» **SOURCE EXTRACT**:
Building Custom YAML-DSL in Python

In this blog post, I will guide you through the process of building a custom DSL in Python. Why? Because, we have to encode real-world problems in code, but we are limited by the power of expressivity of the language we are using. The programming languages are fairly low when it comes to dealing with complex or domain-specific tasks, such as web routing and HTTP request handling in web development. This is where Domain-Specific Languages or DSLs come into play. DSLs are specialized languages designed to address specific problem domains, offering a more expressive and tailored solution.

Your application can be visualized as a collection of modules. Each module translates higher-level concepts into increasingly detailed instructions, allowing you to separate technical details from business features. This approach helps maintain the code in a manageable state by encapsulating implementation details. By using a DSL, we can abstract away and simplify implementation details & code, improve readability, and enhance maintainability, making it easier to focus on high-level business logic rather than low-level technicalities.

But before diving into the technicalities of building a custom DSL, it is important to learn about the fundamental concepts. Before we start with creating a DSL, we need to first define the problem domain, in our case, we need to convert YAML to JSON to get insights.

Why YAML with DSL ?

YAML proves to be a suitable choice for individuals, with technical backgrounds and for their non-technical colleagues, as it deals with simple syntax.

Human-readable format: YAML is a human-readable data serialization format, making it easy for developers and other stakeholders to read and understand the configuration files.
Structured data: YAML provides a structured format for defining data, allowing for clear and consistent configuration files.
Domain-Specific Language (DSL): Using a DSL in YAML configuration files can help make the configuration files more expressive and easier to understand.
Tooling and automation: YAML files can be easily parsed and manipulated by tools and scripts, making it easy to automate the deployment, testing and management of applications.
Version control: YAML files can be easily checked into version control systems, allowing for easy tracking of changes and collaboration among team members.

Overall, using YAML with DSL can help make configuration files more expressive, readable, and maintainable, while also making it easier to automate the deployment and management of applications.

» **GIVEN ENTRIES**:
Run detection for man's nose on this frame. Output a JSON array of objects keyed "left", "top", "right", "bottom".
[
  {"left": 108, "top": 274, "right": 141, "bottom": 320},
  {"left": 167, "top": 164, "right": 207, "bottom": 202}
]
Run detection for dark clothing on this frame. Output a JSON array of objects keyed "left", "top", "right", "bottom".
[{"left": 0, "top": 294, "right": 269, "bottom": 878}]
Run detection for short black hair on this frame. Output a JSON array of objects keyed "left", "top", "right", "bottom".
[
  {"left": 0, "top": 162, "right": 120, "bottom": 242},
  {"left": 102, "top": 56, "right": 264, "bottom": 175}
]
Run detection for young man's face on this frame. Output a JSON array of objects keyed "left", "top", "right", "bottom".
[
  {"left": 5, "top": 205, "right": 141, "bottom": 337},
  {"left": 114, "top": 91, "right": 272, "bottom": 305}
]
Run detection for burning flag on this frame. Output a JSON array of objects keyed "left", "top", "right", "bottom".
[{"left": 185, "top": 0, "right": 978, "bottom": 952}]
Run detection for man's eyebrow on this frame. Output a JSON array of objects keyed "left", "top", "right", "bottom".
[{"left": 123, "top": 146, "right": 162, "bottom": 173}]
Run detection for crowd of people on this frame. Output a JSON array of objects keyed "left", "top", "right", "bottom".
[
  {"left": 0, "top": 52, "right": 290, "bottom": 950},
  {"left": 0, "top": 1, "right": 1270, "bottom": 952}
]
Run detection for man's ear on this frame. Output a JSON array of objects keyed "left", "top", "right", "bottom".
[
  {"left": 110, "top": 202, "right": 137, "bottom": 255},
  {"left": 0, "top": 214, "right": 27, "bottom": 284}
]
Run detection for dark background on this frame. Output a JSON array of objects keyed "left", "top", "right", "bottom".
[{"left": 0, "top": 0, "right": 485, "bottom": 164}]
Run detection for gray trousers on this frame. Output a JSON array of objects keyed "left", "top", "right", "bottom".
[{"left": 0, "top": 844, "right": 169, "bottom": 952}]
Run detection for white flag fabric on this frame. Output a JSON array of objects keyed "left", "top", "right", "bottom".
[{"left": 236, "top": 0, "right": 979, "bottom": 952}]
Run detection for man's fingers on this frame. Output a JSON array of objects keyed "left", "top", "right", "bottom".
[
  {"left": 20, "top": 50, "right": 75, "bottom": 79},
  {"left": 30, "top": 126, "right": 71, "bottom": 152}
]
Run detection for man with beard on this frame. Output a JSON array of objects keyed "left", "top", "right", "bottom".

» **CHALLENGES**:
[a] Quote the YAML DSL post word for word, starting with "In this blog" and going on through "and tailored solution.".
[b] Write what comes next in the YAML DSL post, picking up after its final sentence.
The material is not needed for this work.

» **ANSWERS TO THE TASKS**:
[a]
In this blog post, I will guide you through the process of building a custom DSL in Python. Why? Because, we have to encode real-world problems in code, but we are limited by the power of expressivity of the language we are using. The programming languages are fairly low when it comes to dealing with complex or domain-specific tasks, such as web routing and HTTP request handling in web development. This is where Domain-Specific Languages or DSLs come into play. DSLs are specialized languages designed to address specific problem domains, offering a more expressive and tailored solution.

[b]
Creating the YAML for application

Let's move on to designing our YAML base file that we will use to convert to JSON, with the help of DSL. This YAML represents a list of tasks under the key tasks. Each task has attributes such as title, priority, completed, due_date, and tags. Additionally, some tasks may have subtasks, which are represented as nested lists of tasks with their attributes.

tasks:
  - title: Buy groceries
    priority: high
    completed: false
    due_date: 2022-02-28
    tags:
      - shopping
  - title: Finish report
    priority: medium
    completed: true
    due_date: 2022-03-10
    tags:
      - work
    subtasks:
      - title: Research
        completed: true
      - title: Write
        completed: true
      - title: Edit
        completed: false

You can find the source code on GitHub.

Now, what?

Now, we must take this YAML File and convert it into a JSON file, to make it usable in Insight's dashboard based on how long it takes the user to complete its task and substacks for example.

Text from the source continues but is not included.